***** Data for the task *****

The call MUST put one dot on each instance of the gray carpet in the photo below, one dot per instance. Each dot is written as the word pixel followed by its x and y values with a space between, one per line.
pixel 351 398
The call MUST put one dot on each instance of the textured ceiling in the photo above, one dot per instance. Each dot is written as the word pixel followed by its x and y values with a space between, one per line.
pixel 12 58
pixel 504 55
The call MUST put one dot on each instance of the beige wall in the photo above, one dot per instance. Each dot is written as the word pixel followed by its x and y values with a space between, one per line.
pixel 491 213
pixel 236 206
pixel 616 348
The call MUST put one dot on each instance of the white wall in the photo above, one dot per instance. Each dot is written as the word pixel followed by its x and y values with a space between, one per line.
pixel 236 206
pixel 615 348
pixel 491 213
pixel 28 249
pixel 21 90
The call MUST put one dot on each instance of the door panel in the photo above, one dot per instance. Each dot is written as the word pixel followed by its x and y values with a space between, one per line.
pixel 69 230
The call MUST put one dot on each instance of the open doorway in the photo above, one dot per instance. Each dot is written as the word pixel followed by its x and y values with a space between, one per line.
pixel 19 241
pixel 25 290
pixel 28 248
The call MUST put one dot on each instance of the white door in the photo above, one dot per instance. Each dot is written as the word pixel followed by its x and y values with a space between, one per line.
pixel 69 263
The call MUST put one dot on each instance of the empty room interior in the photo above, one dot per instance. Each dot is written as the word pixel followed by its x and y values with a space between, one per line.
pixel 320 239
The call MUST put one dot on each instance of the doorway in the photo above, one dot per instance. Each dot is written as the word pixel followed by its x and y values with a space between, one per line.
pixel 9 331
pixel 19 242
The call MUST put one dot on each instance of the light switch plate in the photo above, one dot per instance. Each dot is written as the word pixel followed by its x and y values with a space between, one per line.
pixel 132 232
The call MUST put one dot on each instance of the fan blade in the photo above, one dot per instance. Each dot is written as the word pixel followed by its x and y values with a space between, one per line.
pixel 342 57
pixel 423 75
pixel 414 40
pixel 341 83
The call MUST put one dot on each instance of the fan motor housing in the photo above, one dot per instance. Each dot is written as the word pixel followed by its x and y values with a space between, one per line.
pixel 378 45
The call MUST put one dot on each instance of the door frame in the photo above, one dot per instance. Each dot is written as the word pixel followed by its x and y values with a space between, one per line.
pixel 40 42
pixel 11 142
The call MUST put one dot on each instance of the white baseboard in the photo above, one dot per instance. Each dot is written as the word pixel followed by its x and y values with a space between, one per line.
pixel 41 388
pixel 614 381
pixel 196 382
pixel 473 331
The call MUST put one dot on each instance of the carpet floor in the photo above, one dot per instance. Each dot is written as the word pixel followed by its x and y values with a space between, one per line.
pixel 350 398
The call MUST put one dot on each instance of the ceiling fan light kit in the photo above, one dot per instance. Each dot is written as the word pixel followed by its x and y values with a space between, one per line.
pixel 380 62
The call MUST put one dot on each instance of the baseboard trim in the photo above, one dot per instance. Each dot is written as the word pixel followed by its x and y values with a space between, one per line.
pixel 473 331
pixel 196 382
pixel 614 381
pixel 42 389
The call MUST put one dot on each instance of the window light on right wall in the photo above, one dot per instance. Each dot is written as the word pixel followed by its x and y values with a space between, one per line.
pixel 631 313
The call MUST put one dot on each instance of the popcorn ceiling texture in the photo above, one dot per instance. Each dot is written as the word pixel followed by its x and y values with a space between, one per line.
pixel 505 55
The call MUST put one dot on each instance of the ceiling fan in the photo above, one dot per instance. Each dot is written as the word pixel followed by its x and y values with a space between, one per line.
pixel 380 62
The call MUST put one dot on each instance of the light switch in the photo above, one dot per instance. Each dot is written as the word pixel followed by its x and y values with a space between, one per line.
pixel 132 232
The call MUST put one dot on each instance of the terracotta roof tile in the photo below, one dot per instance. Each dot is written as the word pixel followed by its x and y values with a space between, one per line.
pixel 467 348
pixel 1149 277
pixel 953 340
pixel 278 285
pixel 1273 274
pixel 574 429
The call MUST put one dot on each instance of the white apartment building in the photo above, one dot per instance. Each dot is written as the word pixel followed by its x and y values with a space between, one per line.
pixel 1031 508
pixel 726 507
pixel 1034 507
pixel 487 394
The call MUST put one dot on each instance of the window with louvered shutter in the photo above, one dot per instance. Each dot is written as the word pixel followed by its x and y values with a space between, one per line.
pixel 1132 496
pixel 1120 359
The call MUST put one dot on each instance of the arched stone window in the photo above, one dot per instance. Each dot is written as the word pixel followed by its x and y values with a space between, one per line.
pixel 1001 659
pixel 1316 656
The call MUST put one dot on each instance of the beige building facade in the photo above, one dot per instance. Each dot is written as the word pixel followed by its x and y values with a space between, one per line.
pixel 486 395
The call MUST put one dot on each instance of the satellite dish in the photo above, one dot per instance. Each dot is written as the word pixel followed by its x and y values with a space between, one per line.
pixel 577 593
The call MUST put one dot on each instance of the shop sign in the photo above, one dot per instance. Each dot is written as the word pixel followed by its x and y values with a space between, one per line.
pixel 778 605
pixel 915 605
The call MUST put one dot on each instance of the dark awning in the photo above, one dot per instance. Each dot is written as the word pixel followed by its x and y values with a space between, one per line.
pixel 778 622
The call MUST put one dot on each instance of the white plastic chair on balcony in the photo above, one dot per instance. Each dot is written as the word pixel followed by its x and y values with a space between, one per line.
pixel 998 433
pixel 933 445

*****

• Your goal
Reproduce every one of the rows above word for word, line by line.

• Written response
The call MUST put one dot on each instance of the gray carpet in the photo below, one dot per instance. Each dot is written as the word pixel followed by its x and y values with a space between, one per line.
pixel 351 398
The call MUST put one dot on each instance of the textured ceiling in the photo above, one dot per instance. Each dot is written as the word pixel followed by its x and y values with a space between, one per line.
pixel 12 58
pixel 504 55
The call MUST put one dot on each instance of the beige wall in the photo above, one dot per instance. Each dot is written as the word pixel followed by its x and y values with a space between, one per line.
pixel 491 213
pixel 236 206
pixel 616 348
The call MUST put one dot on each instance of the white wall in the photo above, one dot per instance. Each dot is written as the word pixel followed by its x and y values with a space between, one per line.
pixel 236 206
pixel 615 348
pixel 491 213
pixel 28 249
pixel 21 90
The call MUST put one dot on each instance of the door panel in the photo above, one dot per instance. Each dot is written as the word pixel followed by its x and y values with a space between, one per line.
pixel 69 230
The call MUST put one dot on each instance of the open doorway in the photo above, one dot per instance. Each dot is written as the word pixel followed by its x and y values with a space between, one per line.
pixel 19 241
pixel 25 290
pixel 28 248
The call MUST put one dot on each instance of the white door in the photo above, one dot per instance. Each dot is written as the word pixel followed by its x and y values with a space between, one per line.
pixel 69 263
The call MUST put one dot on each instance of the empty room interior in the photo above, one dot per instance. Each dot is written as the word pixel followed by its x and y values with a space between, one per line.
pixel 320 239
The call MUST put one dot on each instance of the doorway in the photo above, one dot per instance. Each dot is written as the word pixel followed by its x and y values with a space between, one per line.
pixel 9 331
pixel 19 242
The call MUST put one dot on each instance of the light switch plate in the photo above, one dot per instance. Each dot is written as the word pixel followed by its x and y values with a space between, one per line.
pixel 132 232
The call MUST put one dot on each instance of the fan blade in the photo above, one dot per instance. Each dot is written as the word pixel followed by its x and y values with a space between, one per line.
pixel 342 57
pixel 423 75
pixel 414 40
pixel 341 83
The call MUST put one dot on each instance of the fan motor housing in the photo above, one dot per instance. Each dot is written as the word pixel followed by its x and y values with a space between, one per line.
pixel 378 45
The call MUST put one dot on each instance of the door frame in the photo above, one dot per instance. Each dot is written as the word pixel followed by its x and y values with a space between, one per line.
pixel 40 42
pixel 11 142
The call MUST put one dot on each instance of the white baseboard in the photo above, one dot per instance. Each dot is written as the word pixel followed by its x and y values with a space between, one per line.
pixel 41 388
pixel 614 381
pixel 196 382
pixel 473 331
The call MUST put one dot on each instance of the carpet floor in the photo above, one dot per instance. Each dot is written as the word pixel followed by its x and y values with a space between, one per line.
pixel 350 398
The call MUST put one dot on each instance of the ceiling fan light kit in the photo above, one dot per instance. Each dot is written as the word pixel followed by its x and y values with a space between, one per line.
pixel 380 62
The call MUST put one dot on each instance of the baseboard trim in the photo above, one dot per instance. Each dot is written as the word pixel followed by its x and y values with a space between, one per line.
pixel 473 331
pixel 196 382
pixel 614 381
pixel 42 389
The call MUST put one dot on each instance of the window light on right wall in the photo above, one dot per instance. Each dot is written as the word pixel followed by its x and y values with a space between, one per line.
pixel 631 313
The call MUST put one dot on each instance of the popcorn ceiling texture in the photo above, one dot per instance. Each dot is written as the word pixel followed by its x and y values with a space between, one per line.
pixel 505 55
The call MUST put one dot on each instance of the ceiling fan in the photo above, one dot per instance. Each dot is written as the word pixel followed by its x and y values with a space between, one per line.
pixel 380 62
The call MUST put one dot on each instance of the light switch in the photo above, one dot per instance. Each dot is written as the word pixel followed by its x and y values with a space between, one per line.
pixel 132 232
The call MUST put one dot on each instance of the terracotta roof tile in the photo below, one dot per instance. Each dot is written as the word pixel followed by its x and y values with a space between, one per line.
pixel 467 348
pixel 1149 277
pixel 953 340
pixel 278 285
pixel 1273 274
pixel 574 429
The call MUST put one dot on each instance of the white apartment building in the photo above, one dot per instance. Each dot is written as the word pixel followed by its x and y values with a space between, one per line.
pixel 1031 508
pixel 726 507
pixel 1034 507
pixel 487 394
The call MUST put one dot on each instance of the window with louvered shutter in the photo above, one dot per instance. Each dot is written as the word pixel followed by its x and y values with a space between, one per line.
pixel 1132 496
pixel 1120 359
The call MUST put one dot on each instance of the arched stone window in the photo above, one dot per instance. Each dot is written as the word pixel followed by its x and y values with a space between, one per line.
pixel 1001 659
pixel 1316 656
The call MUST put one dot on each instance of the beige building facade in the photo above, one dot per instance. Each dot is written as the word pixel followed by its x and y values with a space between, one per line.
pixel 486 395
The call MUST put one dot on each instance of the satellite dish in the photo above, one dot per instance. Each dot is written as the word pixel followed by its x and y values with a space between, one per line.
pixel 577 593
The call MUST put one dot on each instance of the shop sign in the photo above, one dot per instance. Each dot is written as the word pixel followed by its x and y values with a space between, one per line.
pixel 778 605
pixel 915 605
The call MUST put one dot on each instance of the dark awning in the photo above, one dot per instance. Each dot is written as the word pixel followed by its x and y values with a space between, one per line.
pixel 778 622
The call MUST put one dot on each instance of the white plastic chair on balcony in the photo above, one dot per instance. Each dot is written as the word pixel followed by its x and y values with a space between, one per line.
pixel 998 433
pixel 933 445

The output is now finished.